About this exercise: Give the number of lines in the records that include the word "rusty", and nothing besides.

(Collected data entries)
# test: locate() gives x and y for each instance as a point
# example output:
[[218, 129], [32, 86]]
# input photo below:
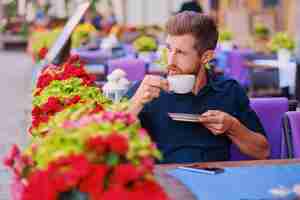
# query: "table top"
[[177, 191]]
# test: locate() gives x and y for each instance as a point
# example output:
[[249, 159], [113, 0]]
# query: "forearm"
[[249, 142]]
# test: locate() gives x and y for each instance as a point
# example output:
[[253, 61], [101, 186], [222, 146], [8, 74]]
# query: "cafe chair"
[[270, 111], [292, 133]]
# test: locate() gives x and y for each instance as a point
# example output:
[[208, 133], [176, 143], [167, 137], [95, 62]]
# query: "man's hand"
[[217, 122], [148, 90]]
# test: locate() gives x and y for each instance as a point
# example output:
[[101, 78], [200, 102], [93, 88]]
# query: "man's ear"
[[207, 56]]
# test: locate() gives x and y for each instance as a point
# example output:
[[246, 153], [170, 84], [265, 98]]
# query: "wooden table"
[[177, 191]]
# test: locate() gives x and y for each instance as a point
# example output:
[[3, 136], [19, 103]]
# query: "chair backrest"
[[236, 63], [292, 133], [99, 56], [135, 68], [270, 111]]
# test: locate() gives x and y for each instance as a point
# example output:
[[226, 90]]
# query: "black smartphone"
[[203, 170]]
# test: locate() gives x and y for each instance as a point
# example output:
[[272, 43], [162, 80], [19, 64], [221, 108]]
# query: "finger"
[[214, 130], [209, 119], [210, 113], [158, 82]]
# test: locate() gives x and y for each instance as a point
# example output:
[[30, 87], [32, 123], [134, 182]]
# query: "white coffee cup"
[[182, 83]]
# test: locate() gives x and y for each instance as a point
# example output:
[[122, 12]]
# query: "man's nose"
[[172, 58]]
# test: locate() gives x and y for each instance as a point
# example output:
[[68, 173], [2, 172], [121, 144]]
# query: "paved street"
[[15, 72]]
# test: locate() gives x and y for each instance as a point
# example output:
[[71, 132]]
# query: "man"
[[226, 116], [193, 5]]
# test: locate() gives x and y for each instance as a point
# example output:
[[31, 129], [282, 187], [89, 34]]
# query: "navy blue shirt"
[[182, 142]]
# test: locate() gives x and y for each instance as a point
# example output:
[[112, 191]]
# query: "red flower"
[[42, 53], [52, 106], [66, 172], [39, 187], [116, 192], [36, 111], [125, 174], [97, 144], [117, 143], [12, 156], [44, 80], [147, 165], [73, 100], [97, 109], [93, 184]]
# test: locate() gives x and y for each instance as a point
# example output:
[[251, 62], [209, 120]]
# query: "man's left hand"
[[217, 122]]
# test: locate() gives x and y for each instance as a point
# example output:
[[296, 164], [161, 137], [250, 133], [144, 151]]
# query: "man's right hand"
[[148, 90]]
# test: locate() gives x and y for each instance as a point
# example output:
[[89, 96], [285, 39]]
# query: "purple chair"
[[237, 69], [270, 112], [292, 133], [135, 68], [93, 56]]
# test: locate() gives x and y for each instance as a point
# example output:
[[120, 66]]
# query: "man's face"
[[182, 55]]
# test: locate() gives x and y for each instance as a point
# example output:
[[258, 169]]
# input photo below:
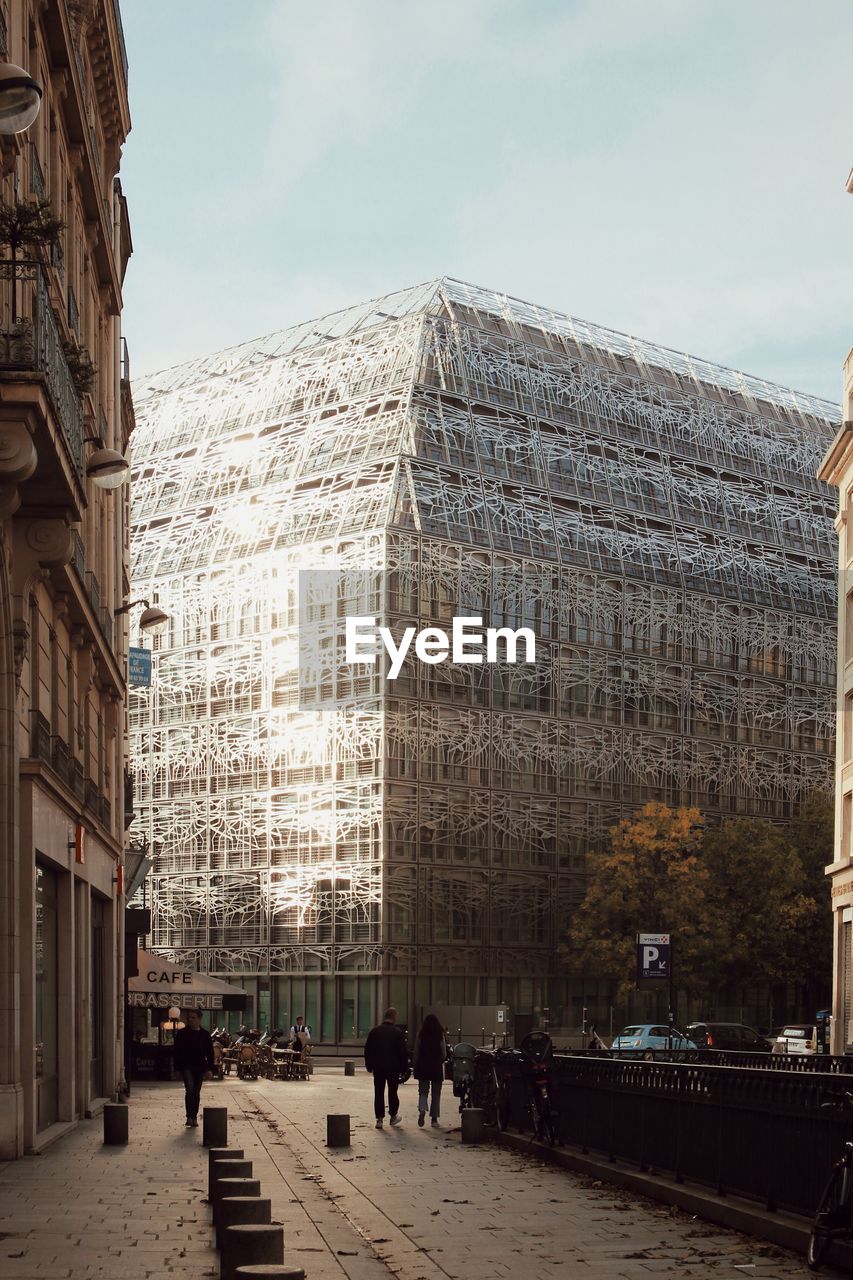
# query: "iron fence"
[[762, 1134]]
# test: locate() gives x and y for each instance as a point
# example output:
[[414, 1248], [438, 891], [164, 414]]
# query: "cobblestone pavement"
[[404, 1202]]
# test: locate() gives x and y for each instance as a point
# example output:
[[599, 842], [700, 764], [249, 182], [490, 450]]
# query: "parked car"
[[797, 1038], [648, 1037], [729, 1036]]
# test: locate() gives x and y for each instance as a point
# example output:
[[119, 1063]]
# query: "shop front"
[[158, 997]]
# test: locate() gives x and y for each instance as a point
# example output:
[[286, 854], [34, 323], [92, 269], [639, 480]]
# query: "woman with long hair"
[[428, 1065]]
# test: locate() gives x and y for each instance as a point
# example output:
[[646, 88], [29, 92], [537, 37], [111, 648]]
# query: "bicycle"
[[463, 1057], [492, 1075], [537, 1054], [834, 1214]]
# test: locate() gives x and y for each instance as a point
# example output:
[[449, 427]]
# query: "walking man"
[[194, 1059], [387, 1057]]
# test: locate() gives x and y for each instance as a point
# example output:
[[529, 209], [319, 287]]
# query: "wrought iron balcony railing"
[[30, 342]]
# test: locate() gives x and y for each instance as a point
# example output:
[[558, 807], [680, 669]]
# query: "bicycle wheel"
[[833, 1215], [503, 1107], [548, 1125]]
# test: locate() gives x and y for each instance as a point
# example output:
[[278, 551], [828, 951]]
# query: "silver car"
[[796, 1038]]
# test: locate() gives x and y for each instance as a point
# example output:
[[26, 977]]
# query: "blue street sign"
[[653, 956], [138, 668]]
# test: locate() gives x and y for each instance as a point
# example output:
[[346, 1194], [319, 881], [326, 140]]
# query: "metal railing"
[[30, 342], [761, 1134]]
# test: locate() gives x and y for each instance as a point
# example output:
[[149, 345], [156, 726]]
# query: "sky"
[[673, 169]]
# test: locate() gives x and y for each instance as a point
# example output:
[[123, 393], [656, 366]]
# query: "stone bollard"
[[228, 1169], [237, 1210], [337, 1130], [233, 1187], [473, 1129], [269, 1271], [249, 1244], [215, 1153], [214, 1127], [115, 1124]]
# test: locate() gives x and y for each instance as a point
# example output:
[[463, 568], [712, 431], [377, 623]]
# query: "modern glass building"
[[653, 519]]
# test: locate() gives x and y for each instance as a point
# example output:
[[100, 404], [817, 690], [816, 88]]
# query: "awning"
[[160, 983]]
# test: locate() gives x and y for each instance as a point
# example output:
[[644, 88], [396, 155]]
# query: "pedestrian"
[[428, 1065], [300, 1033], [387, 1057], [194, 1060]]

==

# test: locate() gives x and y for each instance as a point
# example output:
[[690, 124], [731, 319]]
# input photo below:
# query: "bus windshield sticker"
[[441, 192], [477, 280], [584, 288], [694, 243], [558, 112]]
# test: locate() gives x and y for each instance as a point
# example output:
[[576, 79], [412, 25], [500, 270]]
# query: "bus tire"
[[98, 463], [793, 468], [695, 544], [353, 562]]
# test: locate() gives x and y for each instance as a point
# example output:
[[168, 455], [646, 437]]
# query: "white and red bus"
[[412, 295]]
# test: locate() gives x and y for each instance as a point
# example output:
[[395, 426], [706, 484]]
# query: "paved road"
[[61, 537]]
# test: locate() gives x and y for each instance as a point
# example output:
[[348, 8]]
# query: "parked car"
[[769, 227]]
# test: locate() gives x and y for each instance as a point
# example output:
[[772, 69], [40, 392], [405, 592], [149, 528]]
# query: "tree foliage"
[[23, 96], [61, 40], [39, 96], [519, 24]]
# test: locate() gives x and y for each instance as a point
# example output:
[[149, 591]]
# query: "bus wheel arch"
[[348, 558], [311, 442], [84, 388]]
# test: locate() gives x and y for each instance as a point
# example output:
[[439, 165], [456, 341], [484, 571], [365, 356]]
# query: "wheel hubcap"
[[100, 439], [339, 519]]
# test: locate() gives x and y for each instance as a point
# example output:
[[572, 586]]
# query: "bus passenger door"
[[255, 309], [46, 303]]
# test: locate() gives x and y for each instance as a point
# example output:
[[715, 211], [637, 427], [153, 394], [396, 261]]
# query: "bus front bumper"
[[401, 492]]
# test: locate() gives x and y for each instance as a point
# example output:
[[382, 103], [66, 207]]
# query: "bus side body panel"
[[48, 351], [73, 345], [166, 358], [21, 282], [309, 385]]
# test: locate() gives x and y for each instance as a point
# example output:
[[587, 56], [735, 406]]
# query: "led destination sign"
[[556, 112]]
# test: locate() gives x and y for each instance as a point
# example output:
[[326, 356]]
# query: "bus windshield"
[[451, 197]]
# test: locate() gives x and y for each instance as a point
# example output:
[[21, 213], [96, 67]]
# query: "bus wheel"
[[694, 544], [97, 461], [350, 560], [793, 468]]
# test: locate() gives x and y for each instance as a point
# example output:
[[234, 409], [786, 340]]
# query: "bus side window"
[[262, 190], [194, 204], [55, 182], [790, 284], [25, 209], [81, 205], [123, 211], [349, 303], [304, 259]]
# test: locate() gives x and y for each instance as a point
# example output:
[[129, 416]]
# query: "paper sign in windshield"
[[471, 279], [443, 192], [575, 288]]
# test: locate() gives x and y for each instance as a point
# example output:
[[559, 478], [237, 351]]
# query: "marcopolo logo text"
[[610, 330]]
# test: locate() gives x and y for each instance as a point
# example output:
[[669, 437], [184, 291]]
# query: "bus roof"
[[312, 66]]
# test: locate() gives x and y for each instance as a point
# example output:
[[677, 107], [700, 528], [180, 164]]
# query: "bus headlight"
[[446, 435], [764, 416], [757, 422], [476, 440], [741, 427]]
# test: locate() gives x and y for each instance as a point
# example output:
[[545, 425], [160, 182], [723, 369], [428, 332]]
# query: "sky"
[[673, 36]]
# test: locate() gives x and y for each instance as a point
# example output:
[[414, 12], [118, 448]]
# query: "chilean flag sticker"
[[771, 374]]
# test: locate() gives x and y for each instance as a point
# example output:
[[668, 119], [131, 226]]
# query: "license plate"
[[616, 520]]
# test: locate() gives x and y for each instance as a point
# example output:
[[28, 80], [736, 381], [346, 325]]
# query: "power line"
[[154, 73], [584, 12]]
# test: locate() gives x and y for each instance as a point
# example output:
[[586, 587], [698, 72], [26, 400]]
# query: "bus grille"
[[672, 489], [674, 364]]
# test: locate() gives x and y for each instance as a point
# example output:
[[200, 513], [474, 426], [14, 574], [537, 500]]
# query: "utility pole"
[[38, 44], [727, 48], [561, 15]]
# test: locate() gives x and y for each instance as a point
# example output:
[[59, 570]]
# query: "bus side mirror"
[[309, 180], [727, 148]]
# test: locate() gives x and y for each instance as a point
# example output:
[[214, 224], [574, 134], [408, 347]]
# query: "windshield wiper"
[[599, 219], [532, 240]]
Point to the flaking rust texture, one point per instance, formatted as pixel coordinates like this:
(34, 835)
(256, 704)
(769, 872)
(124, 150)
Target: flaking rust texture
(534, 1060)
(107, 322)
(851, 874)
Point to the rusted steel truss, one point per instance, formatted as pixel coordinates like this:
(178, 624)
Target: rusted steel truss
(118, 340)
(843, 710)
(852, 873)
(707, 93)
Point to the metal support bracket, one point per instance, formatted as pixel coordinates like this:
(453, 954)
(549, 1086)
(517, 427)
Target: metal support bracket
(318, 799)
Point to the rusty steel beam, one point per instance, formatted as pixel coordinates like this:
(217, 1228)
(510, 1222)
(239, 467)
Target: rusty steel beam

==

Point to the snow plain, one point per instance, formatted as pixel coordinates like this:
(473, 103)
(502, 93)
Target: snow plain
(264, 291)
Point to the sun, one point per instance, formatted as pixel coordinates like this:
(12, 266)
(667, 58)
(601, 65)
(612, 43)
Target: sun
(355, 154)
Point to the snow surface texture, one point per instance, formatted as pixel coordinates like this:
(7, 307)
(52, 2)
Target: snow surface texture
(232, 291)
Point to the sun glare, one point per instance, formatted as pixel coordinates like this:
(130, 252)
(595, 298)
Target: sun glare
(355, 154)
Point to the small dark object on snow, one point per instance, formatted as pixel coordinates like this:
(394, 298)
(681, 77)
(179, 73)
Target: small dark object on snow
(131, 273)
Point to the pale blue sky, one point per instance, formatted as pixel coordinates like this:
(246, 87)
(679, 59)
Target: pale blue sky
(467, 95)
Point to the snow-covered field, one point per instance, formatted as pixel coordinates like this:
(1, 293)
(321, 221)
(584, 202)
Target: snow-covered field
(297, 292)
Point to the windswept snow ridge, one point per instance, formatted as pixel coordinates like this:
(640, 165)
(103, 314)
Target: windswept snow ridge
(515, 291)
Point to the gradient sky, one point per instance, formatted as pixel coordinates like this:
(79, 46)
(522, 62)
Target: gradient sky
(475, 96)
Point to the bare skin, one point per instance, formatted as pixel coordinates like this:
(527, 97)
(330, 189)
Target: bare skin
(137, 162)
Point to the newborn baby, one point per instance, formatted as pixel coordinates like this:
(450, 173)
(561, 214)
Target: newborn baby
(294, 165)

Solution to this exercise: 2